MATERIAL FOR THIS EXERCISE:
....................
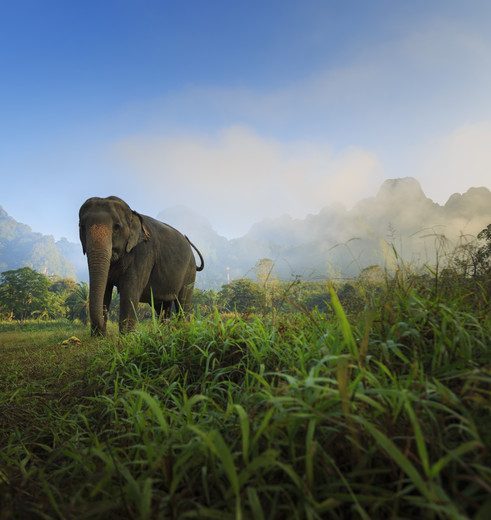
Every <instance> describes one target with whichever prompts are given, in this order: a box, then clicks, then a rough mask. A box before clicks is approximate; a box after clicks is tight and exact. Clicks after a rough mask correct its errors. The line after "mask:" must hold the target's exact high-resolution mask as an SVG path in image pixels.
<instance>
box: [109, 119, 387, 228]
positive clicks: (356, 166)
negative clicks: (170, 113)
....................
DIRECTIONS FOR THIS TASK:
Skip the pictures. Restate everything else in the records word for word.

EXPECTED OUTPUT:
Every <instance> describes one target with whichever prompts are given, in this order: a box, then clicks, then a rough mask. A box before clicks is approximate; a box after clicks is tight and exact. Clicks after a rough mask correct its errors. The line after "mask:" must hold the target's exact high-resolution mask as an SVG path in image pixels.
<instance>
box: [109, 119, 387, 228]
positive clicks: (356, 166)
negative clicks: (170, 113)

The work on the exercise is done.